#### Dokumenttext:
━━━━━━

Im Prinzip sind die meisten Debatten, die derzeit über eine Aufarbeitung der Coronapandemie geführt werden, lediglich eine Fortführung der polarisierten Standpunkte, die schon während der Pandemie sachliche Debatten erschwert haben.

Das gilt wohl auch für die Recherchen von Süddeutscher Zeitung und Zeit, die einen Laborunfall im chinesischen Wuhan als Ursache der Corona-Pandemie nahelegen.

Dazu twitterte der Journalist und Verschwörungsexperte Christian Schiffer:

https://x.com/Wurzelbier/status/1899772627859746954

Zur Erinnerung:

Der Hamburger Physikprofessor Roland Wiesendanger wurde 2021 im Wesentlichen nicht für seine Laborthese hart angegangen, sondern weil seine „Studie“ weder eine Forschungsfrage noch eine professionelle Methodik erkennen ließ:

Zu den Quellen gehören unter anderem Youtoube-Videos, Artikel von Focus Online oder Epoch Times,

merkten die Science Cops an. Auch Übermedien verzweifelte an der „wüsten Materialsammlung“. Die Coronavirus Structural Task Force der Uni Hamburg erklärte:

Leider ist diese Studie gar keine, sondern eine reichlich verworrene Medienrecherche.

Und Wiesendangers Hamburger Kollegin Prof. Juliane Lischka kritisierte, dass hier

… eine Meinung als wissenschaftliche Studie deklariert und für die Verbreitung dieser Meinung die Legitimität der Universität und des Professors ausgenutzt wird.

Richtig ist allerdings, dass 27 internationale Virologen und Infektionsforscher (darunter Christian Drosten) am 7. März 2020 in dem renommierten Fachjournal The Lancet Mutmaßungen über einen Laborunfall in die Nähe einer „Conspiracy theory“ gerückt hatten. Dieser kurze Aufsatz war indes ebenfalls keine Studie, sondern die Autoren „wollten ihr Statement als Solidaritätserklärung an chinesische Forscher und Mediziner verstanden wissen, die damals an vorderster Front im Kampf gegen das Virus standen“.

━━━━━━

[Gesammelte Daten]
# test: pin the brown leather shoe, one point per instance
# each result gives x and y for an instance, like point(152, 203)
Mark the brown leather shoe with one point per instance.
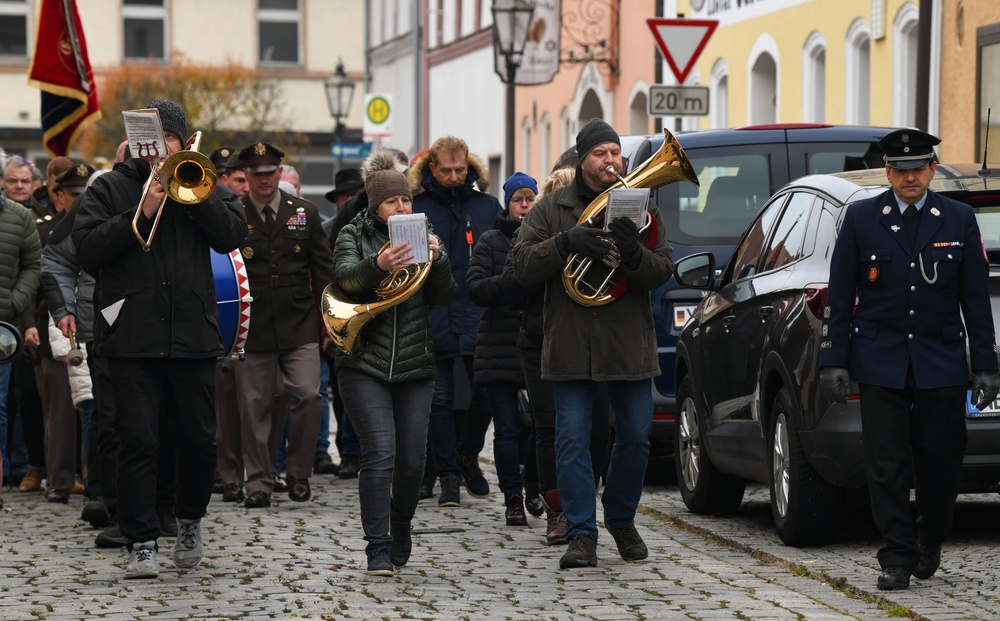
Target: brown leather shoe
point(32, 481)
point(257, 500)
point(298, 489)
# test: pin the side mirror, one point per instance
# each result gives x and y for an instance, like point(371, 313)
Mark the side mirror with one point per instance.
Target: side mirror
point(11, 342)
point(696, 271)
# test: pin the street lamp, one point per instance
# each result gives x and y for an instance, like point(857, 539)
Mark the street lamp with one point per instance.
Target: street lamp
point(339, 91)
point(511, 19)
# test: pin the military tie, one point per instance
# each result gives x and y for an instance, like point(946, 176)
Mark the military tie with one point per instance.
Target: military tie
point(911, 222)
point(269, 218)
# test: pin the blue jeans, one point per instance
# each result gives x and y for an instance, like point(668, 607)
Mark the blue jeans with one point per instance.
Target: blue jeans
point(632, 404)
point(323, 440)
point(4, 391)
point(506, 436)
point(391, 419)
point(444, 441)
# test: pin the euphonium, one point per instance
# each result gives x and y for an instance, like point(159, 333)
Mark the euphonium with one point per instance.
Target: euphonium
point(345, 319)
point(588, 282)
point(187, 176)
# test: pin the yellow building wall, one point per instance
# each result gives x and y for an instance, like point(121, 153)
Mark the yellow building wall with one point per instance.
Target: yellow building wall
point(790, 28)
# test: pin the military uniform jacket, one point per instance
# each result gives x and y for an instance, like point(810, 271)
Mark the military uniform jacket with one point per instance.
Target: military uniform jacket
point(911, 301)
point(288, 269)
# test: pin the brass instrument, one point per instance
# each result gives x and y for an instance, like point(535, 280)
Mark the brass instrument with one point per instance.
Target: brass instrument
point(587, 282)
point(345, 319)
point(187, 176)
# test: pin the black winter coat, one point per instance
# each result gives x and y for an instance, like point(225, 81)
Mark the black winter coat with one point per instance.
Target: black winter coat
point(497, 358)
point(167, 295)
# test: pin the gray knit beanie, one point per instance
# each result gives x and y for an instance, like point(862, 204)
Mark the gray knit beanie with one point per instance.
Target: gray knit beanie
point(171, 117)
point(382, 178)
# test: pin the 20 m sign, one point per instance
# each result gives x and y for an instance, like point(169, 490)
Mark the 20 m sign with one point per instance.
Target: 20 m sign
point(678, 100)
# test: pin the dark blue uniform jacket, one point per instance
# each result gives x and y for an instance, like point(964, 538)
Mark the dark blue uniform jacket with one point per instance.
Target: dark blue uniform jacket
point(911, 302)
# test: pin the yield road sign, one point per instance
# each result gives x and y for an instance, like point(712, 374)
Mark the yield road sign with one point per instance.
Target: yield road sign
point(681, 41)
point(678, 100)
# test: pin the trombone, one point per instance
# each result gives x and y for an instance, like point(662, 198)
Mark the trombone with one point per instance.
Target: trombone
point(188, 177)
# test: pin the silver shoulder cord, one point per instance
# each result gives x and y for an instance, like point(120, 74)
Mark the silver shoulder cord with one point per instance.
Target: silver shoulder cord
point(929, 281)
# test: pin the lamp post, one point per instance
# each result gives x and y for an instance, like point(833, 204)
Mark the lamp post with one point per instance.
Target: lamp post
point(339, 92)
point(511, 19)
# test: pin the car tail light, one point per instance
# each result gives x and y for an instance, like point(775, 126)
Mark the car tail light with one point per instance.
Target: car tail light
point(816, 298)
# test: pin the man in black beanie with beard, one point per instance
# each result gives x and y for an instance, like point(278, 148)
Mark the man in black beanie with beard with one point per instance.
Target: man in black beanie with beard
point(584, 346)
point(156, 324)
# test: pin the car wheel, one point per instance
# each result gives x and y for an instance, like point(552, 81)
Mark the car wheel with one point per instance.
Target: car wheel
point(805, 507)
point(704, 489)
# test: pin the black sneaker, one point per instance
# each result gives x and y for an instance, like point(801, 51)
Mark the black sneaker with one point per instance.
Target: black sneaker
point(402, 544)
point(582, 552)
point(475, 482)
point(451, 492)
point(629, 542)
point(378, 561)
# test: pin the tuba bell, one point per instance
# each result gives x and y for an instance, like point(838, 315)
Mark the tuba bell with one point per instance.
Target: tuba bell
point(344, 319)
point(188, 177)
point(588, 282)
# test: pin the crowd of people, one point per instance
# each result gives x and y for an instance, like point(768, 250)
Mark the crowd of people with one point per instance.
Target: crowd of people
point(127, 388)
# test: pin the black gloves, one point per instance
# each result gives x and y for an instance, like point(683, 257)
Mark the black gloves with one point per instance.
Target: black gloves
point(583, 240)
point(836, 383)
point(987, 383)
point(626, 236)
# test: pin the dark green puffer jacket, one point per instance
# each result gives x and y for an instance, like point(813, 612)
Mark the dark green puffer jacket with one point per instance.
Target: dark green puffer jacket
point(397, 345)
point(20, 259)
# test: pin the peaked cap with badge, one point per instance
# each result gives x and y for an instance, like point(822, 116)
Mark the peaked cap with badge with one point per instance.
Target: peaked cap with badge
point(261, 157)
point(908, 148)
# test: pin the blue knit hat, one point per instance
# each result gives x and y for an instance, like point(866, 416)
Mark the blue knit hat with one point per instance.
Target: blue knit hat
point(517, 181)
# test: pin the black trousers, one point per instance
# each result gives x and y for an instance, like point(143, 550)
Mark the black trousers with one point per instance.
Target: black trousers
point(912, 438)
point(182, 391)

━━━━━━

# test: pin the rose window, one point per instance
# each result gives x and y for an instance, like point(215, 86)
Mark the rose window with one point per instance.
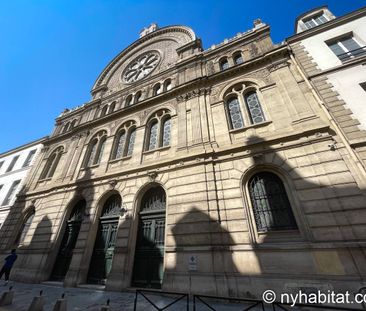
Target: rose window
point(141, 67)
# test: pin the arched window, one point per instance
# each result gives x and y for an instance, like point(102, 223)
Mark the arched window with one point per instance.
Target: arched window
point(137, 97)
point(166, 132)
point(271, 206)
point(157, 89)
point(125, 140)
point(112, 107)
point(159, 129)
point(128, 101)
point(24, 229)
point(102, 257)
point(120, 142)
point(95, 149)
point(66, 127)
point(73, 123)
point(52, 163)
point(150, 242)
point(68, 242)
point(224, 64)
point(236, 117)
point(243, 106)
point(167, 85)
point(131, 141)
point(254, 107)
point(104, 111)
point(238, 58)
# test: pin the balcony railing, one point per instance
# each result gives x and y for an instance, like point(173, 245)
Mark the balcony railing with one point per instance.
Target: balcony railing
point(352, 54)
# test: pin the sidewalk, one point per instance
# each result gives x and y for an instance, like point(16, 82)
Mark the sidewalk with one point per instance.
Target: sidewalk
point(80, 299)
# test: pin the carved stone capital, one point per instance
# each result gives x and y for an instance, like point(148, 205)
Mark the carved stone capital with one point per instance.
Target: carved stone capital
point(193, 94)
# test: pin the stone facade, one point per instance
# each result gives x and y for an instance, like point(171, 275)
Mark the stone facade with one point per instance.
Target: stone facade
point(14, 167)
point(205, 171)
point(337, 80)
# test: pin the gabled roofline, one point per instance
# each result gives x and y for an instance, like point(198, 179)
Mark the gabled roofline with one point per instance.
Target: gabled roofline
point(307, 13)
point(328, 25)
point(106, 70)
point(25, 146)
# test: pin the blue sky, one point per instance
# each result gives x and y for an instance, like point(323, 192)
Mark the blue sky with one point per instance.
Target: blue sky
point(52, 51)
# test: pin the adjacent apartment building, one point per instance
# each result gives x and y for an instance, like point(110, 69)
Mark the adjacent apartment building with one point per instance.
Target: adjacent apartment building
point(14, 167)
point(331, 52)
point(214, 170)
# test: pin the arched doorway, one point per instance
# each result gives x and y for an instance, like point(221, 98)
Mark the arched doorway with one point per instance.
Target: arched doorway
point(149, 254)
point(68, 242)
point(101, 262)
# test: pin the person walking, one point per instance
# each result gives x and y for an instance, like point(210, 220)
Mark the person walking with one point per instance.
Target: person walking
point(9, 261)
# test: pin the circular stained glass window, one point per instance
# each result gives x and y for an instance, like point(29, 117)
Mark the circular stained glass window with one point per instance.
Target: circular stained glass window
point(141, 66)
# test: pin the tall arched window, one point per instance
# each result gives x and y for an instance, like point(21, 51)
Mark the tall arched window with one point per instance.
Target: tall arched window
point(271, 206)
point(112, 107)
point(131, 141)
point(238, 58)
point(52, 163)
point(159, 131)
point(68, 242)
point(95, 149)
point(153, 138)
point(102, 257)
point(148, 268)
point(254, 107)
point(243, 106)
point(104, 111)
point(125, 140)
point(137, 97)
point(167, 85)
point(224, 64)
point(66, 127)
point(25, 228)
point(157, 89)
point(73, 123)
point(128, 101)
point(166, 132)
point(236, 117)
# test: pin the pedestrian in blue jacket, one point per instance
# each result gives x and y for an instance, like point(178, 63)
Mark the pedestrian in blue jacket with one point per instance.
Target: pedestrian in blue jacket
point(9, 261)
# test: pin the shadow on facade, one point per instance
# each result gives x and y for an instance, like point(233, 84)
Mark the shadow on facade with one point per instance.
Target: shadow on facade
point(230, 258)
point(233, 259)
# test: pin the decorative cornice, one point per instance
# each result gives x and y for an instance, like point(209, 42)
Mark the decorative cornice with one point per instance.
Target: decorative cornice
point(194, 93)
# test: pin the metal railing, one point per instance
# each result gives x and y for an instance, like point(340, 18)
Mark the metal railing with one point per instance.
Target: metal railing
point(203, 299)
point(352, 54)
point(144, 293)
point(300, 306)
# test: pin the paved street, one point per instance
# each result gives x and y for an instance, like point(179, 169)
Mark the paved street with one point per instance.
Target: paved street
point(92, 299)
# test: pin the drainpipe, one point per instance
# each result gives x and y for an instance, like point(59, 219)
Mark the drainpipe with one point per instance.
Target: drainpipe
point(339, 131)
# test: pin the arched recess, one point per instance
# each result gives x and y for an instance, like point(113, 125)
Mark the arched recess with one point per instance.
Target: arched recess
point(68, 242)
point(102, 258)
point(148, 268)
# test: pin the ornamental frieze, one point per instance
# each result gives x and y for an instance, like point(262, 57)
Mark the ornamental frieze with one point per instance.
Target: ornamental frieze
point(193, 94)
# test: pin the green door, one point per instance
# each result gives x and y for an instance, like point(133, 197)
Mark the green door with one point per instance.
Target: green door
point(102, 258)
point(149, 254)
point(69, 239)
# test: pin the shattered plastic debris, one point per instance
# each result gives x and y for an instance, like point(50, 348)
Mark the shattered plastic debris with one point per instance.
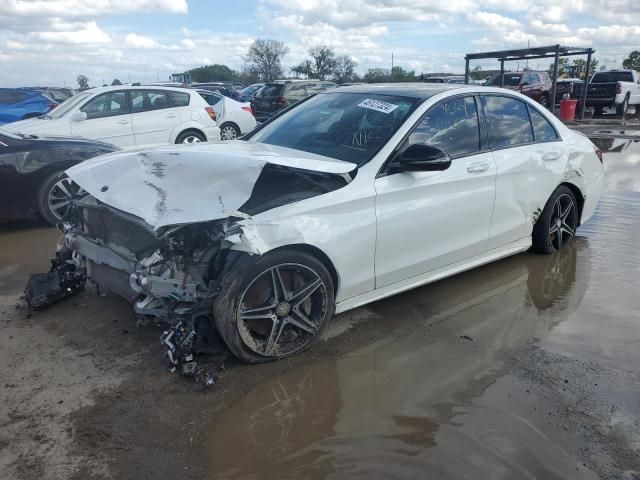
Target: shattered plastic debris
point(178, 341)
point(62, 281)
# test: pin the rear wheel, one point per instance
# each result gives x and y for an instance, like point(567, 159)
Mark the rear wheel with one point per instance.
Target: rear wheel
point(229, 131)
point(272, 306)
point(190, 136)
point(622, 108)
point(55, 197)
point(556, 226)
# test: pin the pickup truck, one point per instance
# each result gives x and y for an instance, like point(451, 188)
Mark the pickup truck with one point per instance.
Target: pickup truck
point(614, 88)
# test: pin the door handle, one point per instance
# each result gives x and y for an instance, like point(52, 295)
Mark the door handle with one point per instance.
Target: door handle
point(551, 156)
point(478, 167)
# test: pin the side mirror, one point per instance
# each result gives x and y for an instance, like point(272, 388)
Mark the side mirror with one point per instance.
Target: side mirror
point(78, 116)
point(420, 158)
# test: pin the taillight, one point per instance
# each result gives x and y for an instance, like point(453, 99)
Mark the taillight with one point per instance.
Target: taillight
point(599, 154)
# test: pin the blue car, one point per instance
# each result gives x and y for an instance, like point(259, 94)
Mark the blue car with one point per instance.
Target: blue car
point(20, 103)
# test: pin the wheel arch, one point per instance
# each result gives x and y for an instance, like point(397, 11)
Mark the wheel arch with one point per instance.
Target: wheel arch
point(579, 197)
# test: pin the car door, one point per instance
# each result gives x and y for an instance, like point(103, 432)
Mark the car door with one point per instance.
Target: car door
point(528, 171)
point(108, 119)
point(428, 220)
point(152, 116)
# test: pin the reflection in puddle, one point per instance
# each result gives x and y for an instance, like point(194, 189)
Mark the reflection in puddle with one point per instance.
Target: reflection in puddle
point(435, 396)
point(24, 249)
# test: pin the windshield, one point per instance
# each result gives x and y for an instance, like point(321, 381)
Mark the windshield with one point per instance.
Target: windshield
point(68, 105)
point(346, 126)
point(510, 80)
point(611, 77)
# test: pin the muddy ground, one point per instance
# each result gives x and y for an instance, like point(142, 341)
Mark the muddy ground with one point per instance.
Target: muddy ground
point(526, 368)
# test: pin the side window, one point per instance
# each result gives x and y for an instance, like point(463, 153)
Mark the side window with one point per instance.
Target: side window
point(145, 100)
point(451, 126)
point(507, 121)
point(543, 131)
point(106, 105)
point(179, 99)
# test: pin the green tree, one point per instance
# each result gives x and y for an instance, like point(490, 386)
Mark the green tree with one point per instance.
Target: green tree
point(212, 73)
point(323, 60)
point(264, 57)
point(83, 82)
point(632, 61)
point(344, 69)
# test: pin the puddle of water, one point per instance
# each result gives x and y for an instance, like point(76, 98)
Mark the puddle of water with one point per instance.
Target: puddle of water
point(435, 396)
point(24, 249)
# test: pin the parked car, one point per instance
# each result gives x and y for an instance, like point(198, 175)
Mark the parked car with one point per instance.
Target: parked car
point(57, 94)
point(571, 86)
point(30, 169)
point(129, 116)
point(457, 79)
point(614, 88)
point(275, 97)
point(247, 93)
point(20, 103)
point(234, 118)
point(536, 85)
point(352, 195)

━━━━━━

#### Aufgabe:
Entnehmen Sie dem Text zur Laborthese wörtlich die Passage, die mit den Worten „Und Wiesendangers Hamburger“ einsetzt und mit „Professors ausgenutzt wird.“ schließt.

#### Antwortbereich:
Und Wiesendangers Hamburger Kollegin Prof. Juliane Lischka kritisierte, dass hier

… eine Meinung als wissenschaftliche Studie deklariert und für die Verbreitung dieser Meinung die Legitimität der Universität und des Professors ausgenutzt wird.